Complete the following
(a) Name every kind of animal that the passage about spiders mentions.
(b) Answer these questions from the passage about spiders, one answer per line, each marked like its question.
(i) What does the writer say they are not afraid of bringing?
(ii) In which country did the writer start weighing the harm a spider could cause?
(iii) Which way did the scales tip?
(c) Resume the passage about spiders, beginning right after its last sentence.

Text passage

I'm not afraid of bringing rain. Even if I did believe in the superstition, what do I care about a bit of precipitation? No, that old reticence from Cameroon has stayed with me. When I saw a spider in Cameroon, I weighed the relative harm the arachnid caused me versus the relative harm it could cause to other insects (like mosquitoes) which could cause relative harm to me. The scales definitely tipped toward letting the spiders live. Now, it just seems rude to dispatch them without another moment's thought.

Record set

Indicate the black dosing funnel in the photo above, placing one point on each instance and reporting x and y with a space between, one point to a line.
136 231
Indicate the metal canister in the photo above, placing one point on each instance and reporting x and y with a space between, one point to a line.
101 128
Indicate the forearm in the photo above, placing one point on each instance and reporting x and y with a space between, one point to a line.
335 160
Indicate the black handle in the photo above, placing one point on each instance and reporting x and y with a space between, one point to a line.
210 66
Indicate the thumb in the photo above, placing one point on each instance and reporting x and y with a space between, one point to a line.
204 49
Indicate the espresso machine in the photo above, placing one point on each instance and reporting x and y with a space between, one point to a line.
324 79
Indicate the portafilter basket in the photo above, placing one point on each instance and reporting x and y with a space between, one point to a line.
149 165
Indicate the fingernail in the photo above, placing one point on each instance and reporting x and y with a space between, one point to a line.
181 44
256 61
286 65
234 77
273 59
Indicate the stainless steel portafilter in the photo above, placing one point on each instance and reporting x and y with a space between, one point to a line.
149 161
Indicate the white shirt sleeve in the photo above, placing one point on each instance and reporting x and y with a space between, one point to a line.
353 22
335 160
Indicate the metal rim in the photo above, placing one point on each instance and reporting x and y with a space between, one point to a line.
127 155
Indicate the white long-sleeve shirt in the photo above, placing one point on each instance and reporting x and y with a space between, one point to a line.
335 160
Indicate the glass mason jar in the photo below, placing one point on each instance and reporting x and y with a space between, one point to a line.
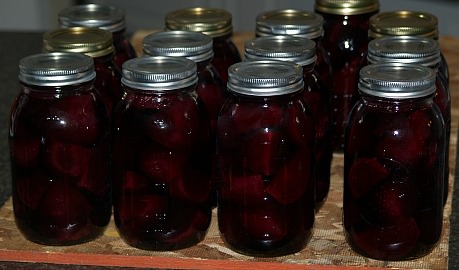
60 151
297 23
210 88
302 51
216 23
419 51
161 186
344 47
98 44
105 17
265 156
394 164
408 23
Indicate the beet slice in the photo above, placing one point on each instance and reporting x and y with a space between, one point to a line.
75 120
365 174
65 159
292 180
244 190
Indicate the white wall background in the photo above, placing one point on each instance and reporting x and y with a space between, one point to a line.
40 15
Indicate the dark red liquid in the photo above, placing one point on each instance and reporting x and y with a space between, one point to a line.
60 160
266 203
108 81
212 93
317 99
225 54
123 48
161 170
393 179
343 47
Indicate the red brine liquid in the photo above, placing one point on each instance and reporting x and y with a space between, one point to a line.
161 161
60 153
393 177
160 186
265 159
343 47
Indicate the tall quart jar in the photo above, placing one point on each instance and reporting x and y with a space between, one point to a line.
105 17
408 23
302 51
210 88
160 134
419 51
297 23
98 44
394 164
60 151
344 47
265 155
216 23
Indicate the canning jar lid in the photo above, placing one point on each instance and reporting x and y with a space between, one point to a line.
93 42
56 69
210 21
403 23
346 7
192 45
404 49
289 22
159 73
265 78
396 81
302 51
106 17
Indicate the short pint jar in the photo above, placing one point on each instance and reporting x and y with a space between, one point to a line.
265 140
394 164
60 151
160 133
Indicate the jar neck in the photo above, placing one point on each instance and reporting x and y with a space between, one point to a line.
52 92
396 105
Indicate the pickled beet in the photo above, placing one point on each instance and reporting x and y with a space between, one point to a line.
290 175
30 189
264 149
161 167
67 160
25 151
369 169
265 158
74 119
393 242
393 167
245 190
175 127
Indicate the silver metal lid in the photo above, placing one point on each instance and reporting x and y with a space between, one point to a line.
302 51
159 73
265 78
106 17
56 69
192 45
292 22
403 49
396 81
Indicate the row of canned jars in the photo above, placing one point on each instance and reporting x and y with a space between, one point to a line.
264 162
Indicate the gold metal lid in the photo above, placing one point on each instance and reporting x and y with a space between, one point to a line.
346 7
210 21
294 22
403 23
93 42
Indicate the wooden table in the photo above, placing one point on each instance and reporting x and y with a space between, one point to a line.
326 250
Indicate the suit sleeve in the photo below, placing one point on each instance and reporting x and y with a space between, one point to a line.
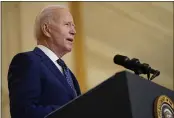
25 88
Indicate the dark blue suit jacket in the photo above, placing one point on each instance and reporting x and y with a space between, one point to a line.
36 86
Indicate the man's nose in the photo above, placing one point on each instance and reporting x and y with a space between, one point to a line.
73 31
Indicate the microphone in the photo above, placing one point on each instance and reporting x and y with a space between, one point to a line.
135 65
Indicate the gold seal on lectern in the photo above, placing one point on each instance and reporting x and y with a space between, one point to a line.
164 107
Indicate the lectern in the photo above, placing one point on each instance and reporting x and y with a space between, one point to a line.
123 95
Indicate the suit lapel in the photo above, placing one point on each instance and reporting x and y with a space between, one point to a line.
48 62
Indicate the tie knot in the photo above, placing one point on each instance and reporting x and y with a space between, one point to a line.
61 62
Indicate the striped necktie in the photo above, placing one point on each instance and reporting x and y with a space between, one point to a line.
67 74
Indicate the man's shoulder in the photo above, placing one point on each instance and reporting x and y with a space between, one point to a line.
27 56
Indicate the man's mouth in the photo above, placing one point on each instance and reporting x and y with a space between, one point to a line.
69 39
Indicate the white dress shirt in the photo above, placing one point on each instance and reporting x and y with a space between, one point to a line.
51 55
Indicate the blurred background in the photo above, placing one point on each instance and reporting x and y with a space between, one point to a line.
142 30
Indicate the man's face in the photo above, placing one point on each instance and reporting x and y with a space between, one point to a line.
62 31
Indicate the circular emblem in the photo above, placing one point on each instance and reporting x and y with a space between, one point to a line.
164 107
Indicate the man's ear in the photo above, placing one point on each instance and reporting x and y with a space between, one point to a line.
46 30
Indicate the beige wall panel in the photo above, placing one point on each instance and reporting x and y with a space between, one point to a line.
135 29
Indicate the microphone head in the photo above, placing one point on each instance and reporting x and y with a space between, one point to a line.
120 59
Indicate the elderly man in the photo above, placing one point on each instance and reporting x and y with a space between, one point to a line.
39 81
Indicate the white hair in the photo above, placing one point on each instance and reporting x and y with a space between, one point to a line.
45 15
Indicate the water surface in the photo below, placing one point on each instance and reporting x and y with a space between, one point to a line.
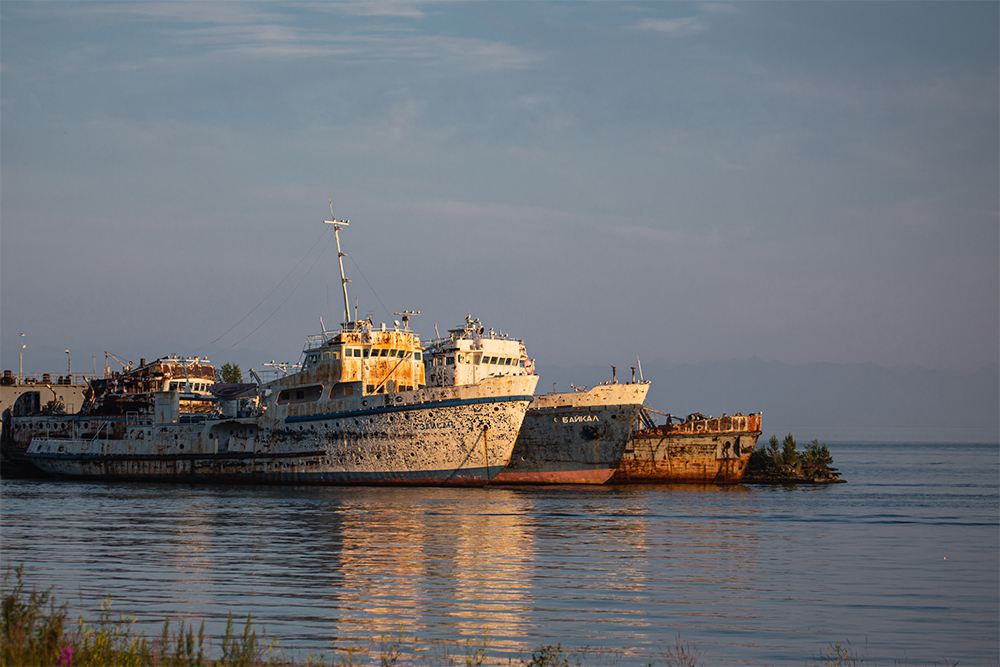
902 561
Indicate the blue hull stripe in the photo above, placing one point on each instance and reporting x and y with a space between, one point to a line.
451 403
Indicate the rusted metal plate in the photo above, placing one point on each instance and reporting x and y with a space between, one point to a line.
460 436
575 438
704 451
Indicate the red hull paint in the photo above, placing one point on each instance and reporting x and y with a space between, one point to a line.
591 476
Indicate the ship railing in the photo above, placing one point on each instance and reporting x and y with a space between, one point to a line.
55 378
317 340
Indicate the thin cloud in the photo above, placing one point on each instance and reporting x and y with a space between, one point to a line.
673 27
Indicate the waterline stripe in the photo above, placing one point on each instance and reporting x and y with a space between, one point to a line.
450 403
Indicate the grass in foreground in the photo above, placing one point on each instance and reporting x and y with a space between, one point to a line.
34 631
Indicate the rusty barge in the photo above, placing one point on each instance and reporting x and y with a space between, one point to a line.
566 438
357 412
699 450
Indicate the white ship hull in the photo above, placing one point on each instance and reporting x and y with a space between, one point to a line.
455 436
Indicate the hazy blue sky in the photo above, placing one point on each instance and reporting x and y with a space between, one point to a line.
798 181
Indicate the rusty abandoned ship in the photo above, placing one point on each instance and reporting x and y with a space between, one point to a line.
566 438
357 412
697 449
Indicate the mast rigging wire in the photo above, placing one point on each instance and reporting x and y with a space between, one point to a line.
261 302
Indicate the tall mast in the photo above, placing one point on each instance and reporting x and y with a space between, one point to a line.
340 257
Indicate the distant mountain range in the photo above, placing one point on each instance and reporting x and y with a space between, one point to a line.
831 402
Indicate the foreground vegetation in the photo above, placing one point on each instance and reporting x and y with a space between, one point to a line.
34 631
783 462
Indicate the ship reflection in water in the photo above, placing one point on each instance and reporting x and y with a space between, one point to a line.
332 568
749 575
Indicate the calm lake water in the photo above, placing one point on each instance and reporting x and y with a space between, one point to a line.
902 561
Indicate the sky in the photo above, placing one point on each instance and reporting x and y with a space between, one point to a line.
800 182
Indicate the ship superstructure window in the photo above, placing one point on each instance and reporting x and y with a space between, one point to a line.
300 394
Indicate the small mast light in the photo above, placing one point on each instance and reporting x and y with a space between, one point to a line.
337 224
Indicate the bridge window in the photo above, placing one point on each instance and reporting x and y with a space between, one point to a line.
300 395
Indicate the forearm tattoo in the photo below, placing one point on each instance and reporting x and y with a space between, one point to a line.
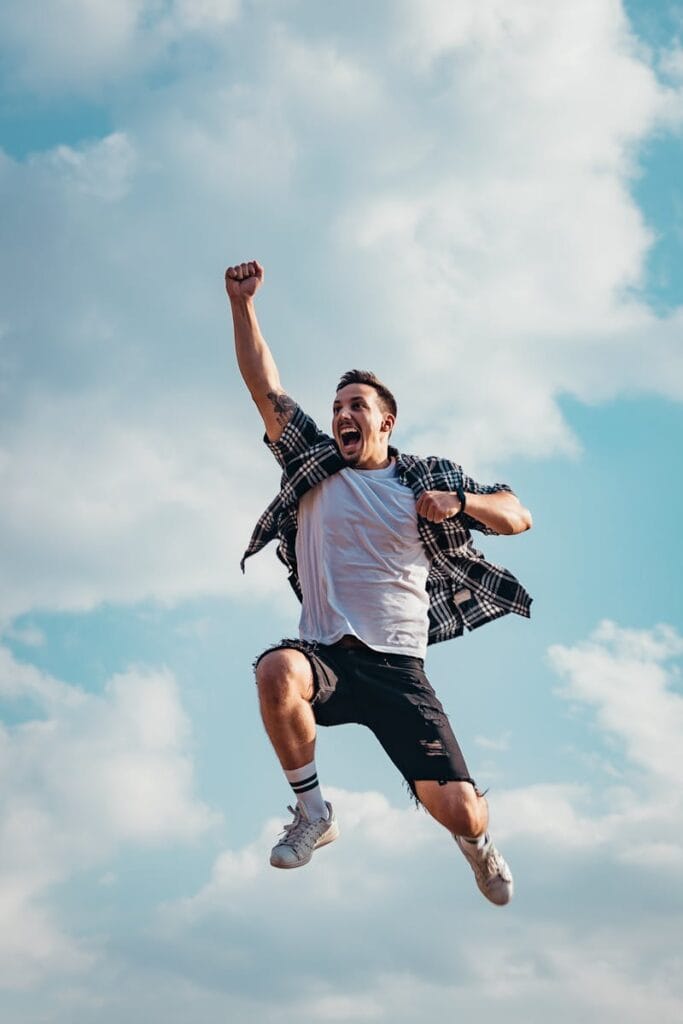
283 404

Results
(a) Spiders (the arachnid), insects, mosquitoes

(b)
(i) Rain
(ii) Cameroon
(iii) Toward letting the spiders live

(c)
Ghana-must-go

Two rather abstruse names are used for two different kinds of heavy-duty reusable bags in Cameroon. I was able to get the history behind “fertilizer,” a general word for an all-purpose shopping bag, but despite Johannes’ explanation, I never quite got a handle on why the extra-large plaid suitcase-style bags were called “Ghana-must-go.” Fertilizer. Fertilizer came/comes in a sort of gunny sack, which of course, would be reused as a carrying bag, small mat, or however it could be pressed into service. Over time, the content word was lost, leaving the adjective, and the word came to be used for bags in general. A common phenomenon in word formation. Ghana-must-go. I’m sure there’s a nugget of etymological fact in this explanation, but I’m not quite sure where it is. Johannes, Scotts’ cook, says the bags have this name because during some football (soccer) tournament they were used by the team from Ghana. Everybody wanted Cameroon to win, so they said “Ghana must go,” and ever since tho...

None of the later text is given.